They probably already do this but your post seemd like a good time to discuss it.


edit

I would also say the correlation between TO's and win % is off because TO's are such a flawed stat, much like BA in baseball. For example last minute chuck ups to the end zone before the end of halfs get "intercepted" all the time, if you want to show the TO for what people assume it to be(a critical change of possesion) then you have to find a way to weed out the ones that don't really "matter".

Also it does a defense no good to give them credit for an unforced TO (from the stats POV). It doesn't do you any good to draw conclusions from flawed data and taking credit for forcing a TO when some putz just drops the ball is a flawed assumption.

The can of worms that opens is how you count opportunities, forced vs unforced, critical vs non important etc..It would become very similar to the official scoring of errors in baseball. Too subjective and varied from venue to venue and scorer to scorer.

A coaching staff would have to keep track themselves from the game film and have a uniform system in place as to what was what. We as fans would not be able to track this.
 
Last edited:
Upvote 0
palmbuck;900785; said:
Very interesting!
But I have to ask a question: Is it possible to have a correlation of 1.0 with NO causality whatsoever?
I was under the impression that it was and you now have me unsure.


It is absolutely possible to have a correlation of 1.0 with NO causality. Think about what happens when the power goes out. If two lights share a circuit breaker, you could track every incidence of the lights going out spontaneously and you might very well end up with a 1.0 correlation as long as neither of the bulbs burned out during your study (light bulbs can last a very long time these days). Every time one light goes out spontaneously, so does the other, so the correlation is 1.0. But one light going out does not cause the other to go out.

So when two things share a cause, they can have a high level of correlation without there being a causal relationship BETWEEN them. Some might suggest that this is the case between scoring defense and winning percentage: that they are both caused by preventing the other team from scoring. My response to that would be that scoring defense IS preventing the other team from scoring.

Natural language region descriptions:

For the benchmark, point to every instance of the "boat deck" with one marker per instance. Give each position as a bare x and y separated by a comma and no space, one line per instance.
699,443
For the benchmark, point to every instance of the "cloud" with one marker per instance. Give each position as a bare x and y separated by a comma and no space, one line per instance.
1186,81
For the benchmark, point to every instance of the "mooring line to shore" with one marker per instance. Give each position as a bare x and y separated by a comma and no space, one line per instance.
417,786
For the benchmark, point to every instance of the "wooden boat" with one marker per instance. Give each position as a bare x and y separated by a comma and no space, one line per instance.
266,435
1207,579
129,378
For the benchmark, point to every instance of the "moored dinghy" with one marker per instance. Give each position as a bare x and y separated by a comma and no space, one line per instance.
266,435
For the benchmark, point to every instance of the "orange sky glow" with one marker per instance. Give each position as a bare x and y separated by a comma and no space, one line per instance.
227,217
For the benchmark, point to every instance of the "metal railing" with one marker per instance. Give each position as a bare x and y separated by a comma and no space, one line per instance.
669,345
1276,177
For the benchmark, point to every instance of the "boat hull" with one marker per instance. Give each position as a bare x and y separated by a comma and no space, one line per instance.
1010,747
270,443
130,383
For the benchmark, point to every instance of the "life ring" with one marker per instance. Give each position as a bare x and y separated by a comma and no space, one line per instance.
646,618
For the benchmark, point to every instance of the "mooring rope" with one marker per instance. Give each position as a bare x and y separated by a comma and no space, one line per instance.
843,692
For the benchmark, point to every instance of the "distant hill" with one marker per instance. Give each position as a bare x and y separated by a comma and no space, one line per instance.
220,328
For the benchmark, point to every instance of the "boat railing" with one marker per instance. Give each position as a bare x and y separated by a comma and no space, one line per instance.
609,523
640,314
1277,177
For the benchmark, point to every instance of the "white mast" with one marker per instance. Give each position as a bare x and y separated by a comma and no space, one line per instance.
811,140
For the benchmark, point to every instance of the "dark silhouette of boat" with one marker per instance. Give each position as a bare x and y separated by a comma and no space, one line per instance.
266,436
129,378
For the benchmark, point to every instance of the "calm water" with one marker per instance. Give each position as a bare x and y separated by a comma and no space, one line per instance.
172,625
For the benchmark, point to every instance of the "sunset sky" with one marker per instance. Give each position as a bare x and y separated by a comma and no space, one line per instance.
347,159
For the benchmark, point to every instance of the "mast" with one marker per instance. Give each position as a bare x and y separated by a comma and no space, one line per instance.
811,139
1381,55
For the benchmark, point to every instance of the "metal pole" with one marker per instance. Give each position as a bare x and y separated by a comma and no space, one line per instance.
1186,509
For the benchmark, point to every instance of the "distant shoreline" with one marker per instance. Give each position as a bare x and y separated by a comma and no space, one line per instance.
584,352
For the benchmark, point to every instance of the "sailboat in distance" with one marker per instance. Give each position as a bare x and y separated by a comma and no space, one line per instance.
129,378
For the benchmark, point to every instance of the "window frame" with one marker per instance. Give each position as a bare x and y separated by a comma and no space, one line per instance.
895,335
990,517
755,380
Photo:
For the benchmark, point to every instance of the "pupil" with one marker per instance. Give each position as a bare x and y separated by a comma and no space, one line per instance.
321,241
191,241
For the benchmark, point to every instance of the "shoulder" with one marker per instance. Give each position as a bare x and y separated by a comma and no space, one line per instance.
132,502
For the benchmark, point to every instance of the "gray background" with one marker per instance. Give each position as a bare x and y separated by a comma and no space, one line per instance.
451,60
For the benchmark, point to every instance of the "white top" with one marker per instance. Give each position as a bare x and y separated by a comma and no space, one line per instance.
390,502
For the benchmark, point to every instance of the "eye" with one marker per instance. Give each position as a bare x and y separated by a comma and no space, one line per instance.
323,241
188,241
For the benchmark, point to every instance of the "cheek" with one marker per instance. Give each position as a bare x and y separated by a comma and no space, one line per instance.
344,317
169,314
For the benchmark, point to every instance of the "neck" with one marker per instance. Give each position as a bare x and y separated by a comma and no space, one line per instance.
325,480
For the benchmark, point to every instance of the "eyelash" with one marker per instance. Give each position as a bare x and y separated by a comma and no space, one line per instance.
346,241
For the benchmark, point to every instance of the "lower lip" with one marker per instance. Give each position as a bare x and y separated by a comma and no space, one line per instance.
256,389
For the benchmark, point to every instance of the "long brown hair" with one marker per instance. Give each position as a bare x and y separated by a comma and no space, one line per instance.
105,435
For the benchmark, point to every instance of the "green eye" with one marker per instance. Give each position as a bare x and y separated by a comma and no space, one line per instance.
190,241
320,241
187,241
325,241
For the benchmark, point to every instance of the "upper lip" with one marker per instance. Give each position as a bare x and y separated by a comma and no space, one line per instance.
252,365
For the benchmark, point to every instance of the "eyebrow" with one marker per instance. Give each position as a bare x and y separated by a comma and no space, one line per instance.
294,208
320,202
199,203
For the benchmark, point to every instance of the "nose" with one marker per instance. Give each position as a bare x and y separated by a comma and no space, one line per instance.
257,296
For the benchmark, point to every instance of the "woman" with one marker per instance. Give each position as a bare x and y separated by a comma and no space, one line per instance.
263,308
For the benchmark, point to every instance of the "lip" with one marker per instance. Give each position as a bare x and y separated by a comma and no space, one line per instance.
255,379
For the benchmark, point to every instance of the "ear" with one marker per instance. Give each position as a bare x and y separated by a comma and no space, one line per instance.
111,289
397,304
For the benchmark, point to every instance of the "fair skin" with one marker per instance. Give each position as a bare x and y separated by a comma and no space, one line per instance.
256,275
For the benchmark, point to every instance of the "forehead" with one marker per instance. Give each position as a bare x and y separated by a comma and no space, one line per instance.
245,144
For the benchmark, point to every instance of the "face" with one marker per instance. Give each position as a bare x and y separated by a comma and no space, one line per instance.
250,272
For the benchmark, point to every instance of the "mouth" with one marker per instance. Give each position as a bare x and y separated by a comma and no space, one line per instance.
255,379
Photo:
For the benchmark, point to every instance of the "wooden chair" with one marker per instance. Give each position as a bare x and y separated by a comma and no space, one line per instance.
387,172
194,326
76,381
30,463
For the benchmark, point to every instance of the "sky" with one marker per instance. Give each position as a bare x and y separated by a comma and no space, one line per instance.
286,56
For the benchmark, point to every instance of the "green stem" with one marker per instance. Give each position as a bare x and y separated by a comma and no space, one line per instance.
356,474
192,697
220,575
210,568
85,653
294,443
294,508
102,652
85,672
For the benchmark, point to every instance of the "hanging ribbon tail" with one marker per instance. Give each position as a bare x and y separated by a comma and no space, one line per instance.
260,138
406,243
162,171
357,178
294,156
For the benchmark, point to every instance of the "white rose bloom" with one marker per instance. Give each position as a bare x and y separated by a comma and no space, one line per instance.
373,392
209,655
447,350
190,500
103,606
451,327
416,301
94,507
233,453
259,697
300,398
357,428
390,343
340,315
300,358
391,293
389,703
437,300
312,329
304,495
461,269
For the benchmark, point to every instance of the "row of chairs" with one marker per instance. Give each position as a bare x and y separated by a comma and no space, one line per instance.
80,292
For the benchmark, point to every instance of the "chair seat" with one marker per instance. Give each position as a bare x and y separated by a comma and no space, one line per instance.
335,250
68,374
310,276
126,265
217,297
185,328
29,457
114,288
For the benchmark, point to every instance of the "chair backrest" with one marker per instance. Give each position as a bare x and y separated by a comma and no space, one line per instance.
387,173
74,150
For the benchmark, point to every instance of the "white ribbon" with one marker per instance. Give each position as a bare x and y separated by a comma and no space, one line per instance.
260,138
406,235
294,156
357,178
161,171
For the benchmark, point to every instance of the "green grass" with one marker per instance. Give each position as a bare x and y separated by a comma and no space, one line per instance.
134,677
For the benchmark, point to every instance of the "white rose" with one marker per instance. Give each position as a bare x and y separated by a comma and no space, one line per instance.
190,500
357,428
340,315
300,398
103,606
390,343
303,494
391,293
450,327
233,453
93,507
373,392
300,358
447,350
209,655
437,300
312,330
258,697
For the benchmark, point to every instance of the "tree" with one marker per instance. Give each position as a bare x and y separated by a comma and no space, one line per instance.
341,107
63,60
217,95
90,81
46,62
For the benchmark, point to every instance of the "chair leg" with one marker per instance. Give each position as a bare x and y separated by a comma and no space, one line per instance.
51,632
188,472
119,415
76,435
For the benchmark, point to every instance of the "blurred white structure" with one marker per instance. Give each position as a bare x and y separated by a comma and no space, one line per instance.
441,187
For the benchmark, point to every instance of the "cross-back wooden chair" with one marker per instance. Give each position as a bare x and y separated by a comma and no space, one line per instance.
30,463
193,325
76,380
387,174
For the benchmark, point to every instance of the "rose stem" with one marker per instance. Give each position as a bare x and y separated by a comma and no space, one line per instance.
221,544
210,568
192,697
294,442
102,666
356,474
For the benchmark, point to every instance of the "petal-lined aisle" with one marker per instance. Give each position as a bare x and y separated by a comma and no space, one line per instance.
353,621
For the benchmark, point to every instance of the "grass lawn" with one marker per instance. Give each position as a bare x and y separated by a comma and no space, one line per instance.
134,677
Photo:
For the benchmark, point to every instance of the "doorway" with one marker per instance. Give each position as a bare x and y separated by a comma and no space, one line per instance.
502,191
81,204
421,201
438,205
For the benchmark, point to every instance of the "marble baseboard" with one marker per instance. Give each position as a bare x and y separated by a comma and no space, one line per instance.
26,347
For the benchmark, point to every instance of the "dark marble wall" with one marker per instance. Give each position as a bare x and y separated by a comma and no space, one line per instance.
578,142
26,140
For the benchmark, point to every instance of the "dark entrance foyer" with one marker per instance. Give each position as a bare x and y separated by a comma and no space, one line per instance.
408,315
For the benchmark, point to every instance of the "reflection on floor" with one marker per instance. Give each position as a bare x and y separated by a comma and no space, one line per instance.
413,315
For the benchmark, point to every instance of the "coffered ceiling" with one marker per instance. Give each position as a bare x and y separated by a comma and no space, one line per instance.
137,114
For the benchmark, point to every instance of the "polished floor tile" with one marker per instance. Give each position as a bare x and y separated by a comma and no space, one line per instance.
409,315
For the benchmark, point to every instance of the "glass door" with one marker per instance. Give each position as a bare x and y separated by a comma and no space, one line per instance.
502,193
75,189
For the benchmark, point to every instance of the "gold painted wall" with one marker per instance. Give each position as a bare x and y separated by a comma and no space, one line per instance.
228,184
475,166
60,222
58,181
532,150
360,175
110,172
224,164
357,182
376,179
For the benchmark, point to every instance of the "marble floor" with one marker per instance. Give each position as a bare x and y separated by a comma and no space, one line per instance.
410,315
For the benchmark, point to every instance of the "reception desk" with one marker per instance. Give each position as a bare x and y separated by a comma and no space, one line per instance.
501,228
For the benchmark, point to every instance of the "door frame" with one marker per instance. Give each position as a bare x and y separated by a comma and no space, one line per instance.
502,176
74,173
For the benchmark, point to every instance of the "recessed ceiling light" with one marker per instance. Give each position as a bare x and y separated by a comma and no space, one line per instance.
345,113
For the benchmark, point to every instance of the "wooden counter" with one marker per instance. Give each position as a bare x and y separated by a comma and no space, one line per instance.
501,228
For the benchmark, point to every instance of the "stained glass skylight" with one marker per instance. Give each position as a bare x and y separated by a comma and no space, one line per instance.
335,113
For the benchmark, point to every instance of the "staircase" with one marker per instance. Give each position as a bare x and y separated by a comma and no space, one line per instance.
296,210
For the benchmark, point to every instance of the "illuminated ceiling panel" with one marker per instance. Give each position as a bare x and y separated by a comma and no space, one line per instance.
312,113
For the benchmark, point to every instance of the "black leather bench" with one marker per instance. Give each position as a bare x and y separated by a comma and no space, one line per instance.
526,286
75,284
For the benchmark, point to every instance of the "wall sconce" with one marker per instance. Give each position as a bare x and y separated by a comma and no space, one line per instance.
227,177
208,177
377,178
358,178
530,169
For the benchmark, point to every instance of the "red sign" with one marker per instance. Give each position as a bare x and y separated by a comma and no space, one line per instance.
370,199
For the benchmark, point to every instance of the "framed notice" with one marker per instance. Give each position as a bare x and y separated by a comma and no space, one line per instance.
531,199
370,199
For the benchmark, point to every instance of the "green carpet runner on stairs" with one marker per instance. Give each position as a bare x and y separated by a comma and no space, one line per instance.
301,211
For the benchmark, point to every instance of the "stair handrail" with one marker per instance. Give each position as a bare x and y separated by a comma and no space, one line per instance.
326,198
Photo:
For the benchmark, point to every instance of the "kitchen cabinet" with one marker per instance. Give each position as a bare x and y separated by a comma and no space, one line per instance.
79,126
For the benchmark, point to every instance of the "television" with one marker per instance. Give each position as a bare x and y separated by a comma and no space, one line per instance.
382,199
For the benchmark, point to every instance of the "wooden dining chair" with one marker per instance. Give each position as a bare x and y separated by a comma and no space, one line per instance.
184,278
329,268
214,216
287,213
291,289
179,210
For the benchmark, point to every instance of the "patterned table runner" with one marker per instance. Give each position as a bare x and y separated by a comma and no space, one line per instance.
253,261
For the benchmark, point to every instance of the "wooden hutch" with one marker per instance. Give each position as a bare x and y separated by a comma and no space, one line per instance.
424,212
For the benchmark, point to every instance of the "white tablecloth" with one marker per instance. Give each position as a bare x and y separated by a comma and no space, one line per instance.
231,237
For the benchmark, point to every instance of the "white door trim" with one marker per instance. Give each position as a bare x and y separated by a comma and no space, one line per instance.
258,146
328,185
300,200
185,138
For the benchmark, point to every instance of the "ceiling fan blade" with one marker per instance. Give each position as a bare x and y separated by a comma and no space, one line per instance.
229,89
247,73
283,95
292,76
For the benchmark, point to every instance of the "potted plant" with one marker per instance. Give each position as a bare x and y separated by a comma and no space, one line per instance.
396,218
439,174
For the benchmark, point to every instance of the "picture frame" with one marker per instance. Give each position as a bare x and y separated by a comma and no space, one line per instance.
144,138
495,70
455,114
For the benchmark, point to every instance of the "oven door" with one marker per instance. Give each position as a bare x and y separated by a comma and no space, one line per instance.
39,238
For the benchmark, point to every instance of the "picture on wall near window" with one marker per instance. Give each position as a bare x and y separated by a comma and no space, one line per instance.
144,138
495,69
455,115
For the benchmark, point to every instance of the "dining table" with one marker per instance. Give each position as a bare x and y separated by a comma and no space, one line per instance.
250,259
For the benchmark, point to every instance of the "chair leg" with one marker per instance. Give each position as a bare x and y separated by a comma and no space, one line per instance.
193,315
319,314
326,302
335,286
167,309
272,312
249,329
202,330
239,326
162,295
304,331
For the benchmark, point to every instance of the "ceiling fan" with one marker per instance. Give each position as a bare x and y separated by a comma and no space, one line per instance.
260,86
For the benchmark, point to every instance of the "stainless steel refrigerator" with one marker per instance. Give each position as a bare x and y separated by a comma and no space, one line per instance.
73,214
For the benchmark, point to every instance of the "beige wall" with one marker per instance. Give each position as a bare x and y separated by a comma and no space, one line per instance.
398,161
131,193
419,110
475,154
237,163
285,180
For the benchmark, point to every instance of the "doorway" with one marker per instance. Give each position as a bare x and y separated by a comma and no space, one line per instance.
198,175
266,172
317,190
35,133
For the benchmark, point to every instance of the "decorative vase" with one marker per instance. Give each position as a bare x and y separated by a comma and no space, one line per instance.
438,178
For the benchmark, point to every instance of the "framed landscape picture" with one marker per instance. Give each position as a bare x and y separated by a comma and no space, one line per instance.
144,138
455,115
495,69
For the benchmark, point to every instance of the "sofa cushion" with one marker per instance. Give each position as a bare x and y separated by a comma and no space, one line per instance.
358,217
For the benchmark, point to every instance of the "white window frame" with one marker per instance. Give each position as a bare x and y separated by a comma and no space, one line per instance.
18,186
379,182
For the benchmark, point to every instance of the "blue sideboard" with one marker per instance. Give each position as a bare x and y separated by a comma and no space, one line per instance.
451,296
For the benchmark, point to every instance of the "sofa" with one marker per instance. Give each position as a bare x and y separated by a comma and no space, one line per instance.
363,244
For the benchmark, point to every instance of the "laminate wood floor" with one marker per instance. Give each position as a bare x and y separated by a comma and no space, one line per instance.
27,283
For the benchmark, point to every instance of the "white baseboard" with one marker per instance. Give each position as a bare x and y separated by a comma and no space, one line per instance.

**Task requirements**
**1.** From the forum discussion of football statistics, extract everything from "The can of worms" down to "Very interesting!".
**2.** Translate this sentence from the forum discussion of football statistics into Spanish: "But one light going out does not cause the other to go out."
**3.** Carry on the forum discussion of football statistics from where it stops.

**Answers provided**
**1.**
The can of worms that opens is how you count opportunities, forced vs unforced, critical vs non important etc..It would become very similar to the official scoring of errors in baseball. Too subjective and varied from venue to venue and scorer to scorer.

A coaching staff would have to keep track themselves from the game film and have a uniform system in place as to what was what. We as fans would not be able to track this.
 
Last edited:
Upvote 0
palmbuck;900785; said:
Very interesting!

**2.** Pero que una luz se apague no hace que la otra se apague.

**3.**
I guess it all depends on the definition of the word IS.
 
Upvote 0
OK, very good example.
But what if the occurances don't share a cause. Isn't it possible that the correlation between them could be 1?
For example, with the trillions of occurances in the universe, isn't it probable that some of them will perfectly correlate, even though there is absolutely no connection between them? Wouldn't a few of the trillions of random occurances perfectly correlate, even though they may exist in different galaxies?
It seems to me there would be some, but I would be interested in what you think. There is probably a mathematical proof of the question, but I wouldn't know where to find it.
 
Upvote 0
palmbuck;900962; said:
OK, very good example.
But what if the occurances don't share a cause. Isn't it possible that the correlation between them could be 1?
For example, with the trillions of occurances in the universe, isn't it probable that some of them will perfectly correlate, even though there is absolutely no connection between them? Wouldn't a few of the trillions of random occurances perfectly correlate, even though they may exist in different galaxies?
It seems to me there would be some, but I would be interested in what you think. There is probably a mathematical proof of the question, but I wouldn't know where to find it.

Definitely possible, but the probability becomes vanishingly small as the amount of data grows.

For the amount of data shown here, there is just no way that a correlation of -0.93 is a matter of random chance. I realize that you're not suggesting that; but I think it's a worthwhile example.

I think I better come up with some more stats to post before we start getting into Kant, Hegel, Nietzche, et. al.
 
Upvote 0
DaddyBigBucks;900969; said:
Definitely possible, but the probability becomes vanishingly small as the amount of data grows.

For the amount of data shown here, there is just no way that a correlation of -0.93 is a matter of random chance. I realize that you're not suggesting that; but I think it's a worthwhile example.

I think I better come up with some more stats to post before we start getting into Kant, Hegel, Nietzche, et. al.


Kant wasn't a team player, Hegel couldn't get his timing down and Nietzche was a cancer in the clubhouse.
 
Upvote 0
BB73;900391; said:
More great stuff, DBB.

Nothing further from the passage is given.